BRANO CITATO:

C’è una provincia del Mezzogiorno in cui il tasso di disoccupazione giovanile supera il 30%, che nella classifica del Sole 24 Ore sulla qualità della vita si è piazzata al 104° posto (su 107),in cui il tasso di dispersione scolastica supera il 12% e dove da tempo si vive una seria emergenza ambientale. Nel capoluogo di questa provincia ci si ammala di tumore il 30% in più rispetto ai comuni vicini. In questo territorio, lo scorso anno, le richieste di cassa integrazione in deroga sono aumentate, rispetto all’anno precedente, dell’859% e una famiglia ogni 300 è sotto sfratto (quasi tutte per morosità). Nonostante nel solo capoluogo vivano circa 200mila persone gli svaghi scarseggiano, basti pensare che in città sono presenti solo 6 cinema (monosala) e non c’è un teatro comunale. Molti di voi avranno capito qual è la provincia a cui mi sto riferendo, ma per tutti gli altri è giunto il momento di interrompere la suspense: la provincia così mal messa è quella di Taranto.

E così, se nella Palermo di Johnny Stecchino il problema era il traffico, in questa Taranto il problema è l’assenza dell’aeroporto. O meglio, il fatto che l’Arlotta di Grottaglie, vicinissimo al capoluogo, non sia aperto al traffico passeggeri. Poco conta se a Taranto negli ultimi anni si sta procedendo ad una sistematica cancellazione di treni, poco conta se l’autostrada si ferma a 30 chilometri dalla città, a Taranto vogliono volare! Su Facebook è attivo un gruppo che chiede insistentemente l’apertura dell’aeroporto e che conta oltre 2000 mi piace, una raccolta firme nata sempre sul social network ha raccolto oltre 6000 adesioni e nel territorio è attivo anche un movimento: il MAT (Movimento Aeroporto Taranto).

In verità, la passione per gli aeroporti non è esclusiva dei tarantini, anzi, è largamente diffusa nel Paese e così in tutto lo stivale possiamo contare ben 48 aeroporti. Ma a che prezzo?

Uno studio del 2009 commissionato dall’Enac al consorzio di esperti One Works-Nomisma-KPMGrestare tenta di rispondere a questa domanda. Per restare sullo Ionio, possiamo citare lo scalo di Crotone che nel biennio 2009/2010 ha perso 6,6 milioni di euro. Da e per l’aeroporto di Alghero vola circa un milione e mezzo di passeggeri all’anno, ma nonostante questo dato importante l’azienda che gestisce lo scalo ha chiuso il bilancio 2009 con un passivo di oltre 12 milioni. Le cose, spiace per i tarantini, non vanno meglio in Puglia: lo scalo di Bari ha perso, nel 2013, il 5,1% dei passeggeri rispetto all’anno precedente, quello di Brindisi ne ha perso il 5,6%. Ma chi paga tutte queste perdite? Noi, tutti i contribuenti italiani. Lo Stato, ogni anno, per mantenere aperti questi aeroporti spende 60 milioni. Mica bruscolini. Vogliamo davvero aprire un terzo scalo in Puglia?

DATI DA ESAMINARE:
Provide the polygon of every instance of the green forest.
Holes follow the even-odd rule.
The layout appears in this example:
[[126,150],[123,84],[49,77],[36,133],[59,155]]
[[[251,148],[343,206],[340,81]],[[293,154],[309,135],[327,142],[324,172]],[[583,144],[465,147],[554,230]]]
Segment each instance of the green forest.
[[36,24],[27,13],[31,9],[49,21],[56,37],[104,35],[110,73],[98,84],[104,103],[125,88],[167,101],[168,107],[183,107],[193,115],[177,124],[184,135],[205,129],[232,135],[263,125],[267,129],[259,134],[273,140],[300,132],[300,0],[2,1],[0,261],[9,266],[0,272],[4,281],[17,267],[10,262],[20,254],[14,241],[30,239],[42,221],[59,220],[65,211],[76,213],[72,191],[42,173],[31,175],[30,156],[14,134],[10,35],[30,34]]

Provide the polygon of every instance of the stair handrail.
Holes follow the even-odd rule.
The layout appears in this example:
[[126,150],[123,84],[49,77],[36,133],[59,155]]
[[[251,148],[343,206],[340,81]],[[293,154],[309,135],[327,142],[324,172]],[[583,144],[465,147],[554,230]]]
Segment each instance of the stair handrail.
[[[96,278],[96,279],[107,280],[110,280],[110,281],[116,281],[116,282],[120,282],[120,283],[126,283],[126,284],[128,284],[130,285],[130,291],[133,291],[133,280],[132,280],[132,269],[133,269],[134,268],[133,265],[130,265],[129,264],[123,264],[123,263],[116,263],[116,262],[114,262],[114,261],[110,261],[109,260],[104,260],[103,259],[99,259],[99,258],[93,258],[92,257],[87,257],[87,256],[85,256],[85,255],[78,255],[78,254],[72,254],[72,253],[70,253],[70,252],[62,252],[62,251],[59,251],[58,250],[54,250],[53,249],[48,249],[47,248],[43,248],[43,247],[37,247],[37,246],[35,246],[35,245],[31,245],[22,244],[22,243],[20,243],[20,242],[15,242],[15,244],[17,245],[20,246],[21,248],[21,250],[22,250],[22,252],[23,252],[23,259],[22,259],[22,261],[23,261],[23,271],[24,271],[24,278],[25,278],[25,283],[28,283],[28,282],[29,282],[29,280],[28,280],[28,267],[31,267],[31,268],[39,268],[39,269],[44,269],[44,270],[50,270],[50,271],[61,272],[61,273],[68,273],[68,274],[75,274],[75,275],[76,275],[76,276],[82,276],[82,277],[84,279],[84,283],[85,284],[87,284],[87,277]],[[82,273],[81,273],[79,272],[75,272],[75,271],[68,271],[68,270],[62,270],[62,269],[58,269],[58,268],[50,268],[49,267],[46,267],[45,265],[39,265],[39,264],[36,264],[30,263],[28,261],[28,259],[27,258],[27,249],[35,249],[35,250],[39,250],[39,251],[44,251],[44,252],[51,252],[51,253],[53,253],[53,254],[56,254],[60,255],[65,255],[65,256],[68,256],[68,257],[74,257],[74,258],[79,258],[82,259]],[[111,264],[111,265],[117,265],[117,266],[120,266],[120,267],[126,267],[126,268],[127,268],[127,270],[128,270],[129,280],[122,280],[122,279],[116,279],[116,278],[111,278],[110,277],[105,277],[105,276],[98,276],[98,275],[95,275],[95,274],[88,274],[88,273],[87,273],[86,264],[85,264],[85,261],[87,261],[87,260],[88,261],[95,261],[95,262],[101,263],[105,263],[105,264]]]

COMPITO: Secondo il brano citato, quanto ha perso lo scalo di Crotone nel biennio 2009/2010? Le righe non hanno alcun ruolo in questo lavoro.

RISPOSTA: Lo scalo di Crotone ha perso 6,6 milioni di euro.